THE PROBLEM →
Write out the entries from their start through the line that contains "M86 28L91 28L95", substituting "corner points" for "vertices" and leaving everything else unchanged.

== RECORDED INFORMATION ==

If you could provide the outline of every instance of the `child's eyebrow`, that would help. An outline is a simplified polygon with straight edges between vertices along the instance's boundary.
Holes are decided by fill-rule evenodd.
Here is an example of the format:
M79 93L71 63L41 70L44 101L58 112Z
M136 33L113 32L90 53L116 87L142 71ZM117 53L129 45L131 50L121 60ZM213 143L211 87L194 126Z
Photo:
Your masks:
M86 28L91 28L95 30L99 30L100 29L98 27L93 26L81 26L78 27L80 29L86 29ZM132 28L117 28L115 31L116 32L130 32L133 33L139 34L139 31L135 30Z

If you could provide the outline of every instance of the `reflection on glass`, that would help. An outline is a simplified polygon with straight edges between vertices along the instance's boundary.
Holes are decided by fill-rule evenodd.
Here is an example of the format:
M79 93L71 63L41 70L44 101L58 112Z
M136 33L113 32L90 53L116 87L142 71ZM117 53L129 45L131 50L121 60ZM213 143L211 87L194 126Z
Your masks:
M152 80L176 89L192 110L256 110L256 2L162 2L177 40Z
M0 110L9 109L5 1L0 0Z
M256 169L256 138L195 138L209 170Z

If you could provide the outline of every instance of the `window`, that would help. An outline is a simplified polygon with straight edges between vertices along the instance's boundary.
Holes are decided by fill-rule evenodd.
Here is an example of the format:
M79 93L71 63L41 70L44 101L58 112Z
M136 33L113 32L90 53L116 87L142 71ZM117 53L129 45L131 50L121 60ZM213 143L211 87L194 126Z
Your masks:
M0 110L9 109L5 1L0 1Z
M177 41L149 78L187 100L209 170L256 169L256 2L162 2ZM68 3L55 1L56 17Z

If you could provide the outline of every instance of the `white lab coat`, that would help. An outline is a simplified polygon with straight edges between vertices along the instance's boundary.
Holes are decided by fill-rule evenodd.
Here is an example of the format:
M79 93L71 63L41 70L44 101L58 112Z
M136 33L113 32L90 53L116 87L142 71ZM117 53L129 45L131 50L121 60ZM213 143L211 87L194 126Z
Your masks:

===

TASK RESPONSE →
If you could provide the outline of every instance of the `child's eyebrow`, that would help. An outline is a simplified polygon with straight edges between corner points along the instance's boundary.
Holes are decided by fill-rule evenodd.
Here is an example of the format:
M79 93L71 63L41 70L44 101L58 112Z
M136 33L113 32L90 53L116 87L142 71ZM117 53L129 45L131 50L121 60ZM213 143L211 87L194 126Z
Photo:
Your masks:
M86 28L91 28L95 30L99 30L100 29L98 27L93 26L81 26L78 27L80 29L86 29ZM132 28L117 28L115 31L116 32L130 32L133 33L139 34L139 31L135 30Z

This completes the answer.